PROBLEM DETAILS:
For this exercise, transcribe all the entries exactly as given and omit the images.

Data excerpts:
_ _ _ _ _ _ _
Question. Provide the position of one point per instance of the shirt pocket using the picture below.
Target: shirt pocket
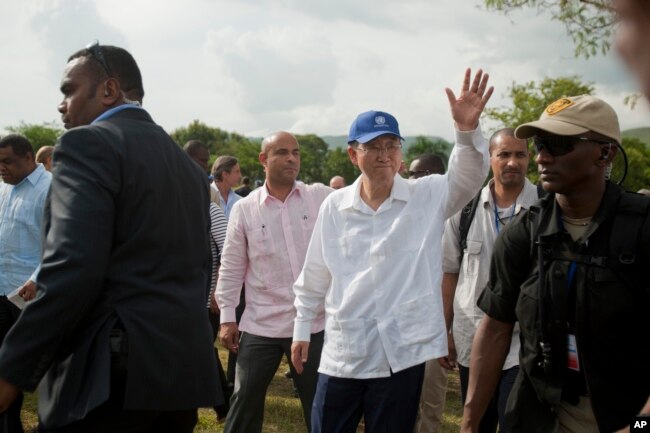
(347, 338)
(405, 234)
(472, 257)
(262, 251)
(25, 230)
(415, 322)
(344, 254)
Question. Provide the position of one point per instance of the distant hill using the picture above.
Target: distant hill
(342, 140)
(642, 134)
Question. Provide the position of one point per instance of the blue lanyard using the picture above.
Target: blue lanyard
(573, 266)
(496, 214)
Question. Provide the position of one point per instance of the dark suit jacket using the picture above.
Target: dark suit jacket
(126, 236)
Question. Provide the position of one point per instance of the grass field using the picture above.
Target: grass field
(283, 413)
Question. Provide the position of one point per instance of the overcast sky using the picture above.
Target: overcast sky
(307, 66)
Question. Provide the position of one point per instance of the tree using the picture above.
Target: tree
(337, 163)
(220, 143)
(424, 144)
(530, 99)
(45, 134)
(590, 23)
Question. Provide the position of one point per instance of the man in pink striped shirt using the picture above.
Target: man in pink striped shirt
(266, 242)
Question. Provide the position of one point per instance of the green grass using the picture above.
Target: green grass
(283, 413)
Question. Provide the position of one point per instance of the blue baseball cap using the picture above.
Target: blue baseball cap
(372, 124)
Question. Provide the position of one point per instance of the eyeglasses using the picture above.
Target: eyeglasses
(419, 173)
(95, 50)
(558, 145)
(391, 149)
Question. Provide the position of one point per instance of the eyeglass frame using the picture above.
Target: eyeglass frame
(569, 143)
(376, 150)
(96, 53)
(417, 172)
_ _ _ _ _ _ _
ANSWER AREA:
Question. Provide the position of one point per instance of the shirt pocket using the picture below.
Target: shirt pocket
(347, 338)
(405, 234)
(472, 257)
(262, 251)
(25, 230)
(415, 322)
(344, 254)
Question. Provide the position of one point per instance of the distant hill using the picture above.
Target: distant hill
(342, 140)
(642, 134)
Question. Provide the position of one point per instance of the blue lanyard using the picture above.
Target: blue lanyard
(573, 266)
(496, 214)
Question. Provide the position of one point per instance of the dark suit jacket using the picture above.
Target: dark suit jacket
(126, 236)
Question. Provide the position of one point per instance of the grass field using the picture above.
Target: grass field
(283, 413)
Question. Provide the position of one point per instance of the overcast sky using the picture above.
Target: overcast sky
(307, 66)
Question. Provide the position of one point per instance of the tree using the picture above.
Target: tree
(337, 163)
(220, 143)
(424, 144)
(530, 99)
(45, 134)
(590, 23)
Question. Provide the position of one point per instance of the man in pink striped shirt using the picture above.
Target: man in pink striped shirt
(266, 242)
Question. Provide the position of one point per instance of the green grass using the picture above.
Target: green grass
(283, 413)
Question. Provide the position of one point per instance of the blue baseball cap using the picture above.
Target: blue baseball cap
(372, 124)
Question. Provide the position of one point per instance of the eyeglasses using the picture above.
Target: eyeglasses
(419, 173)
(95, 50)
(558, 145)
(391, 149)
Question. Provide the position of one point per instance of the eyeglass frame using the picture above.
Target: eyeglass frame
(569, 143)
(376, 150)
(96, 53)
(417, 172)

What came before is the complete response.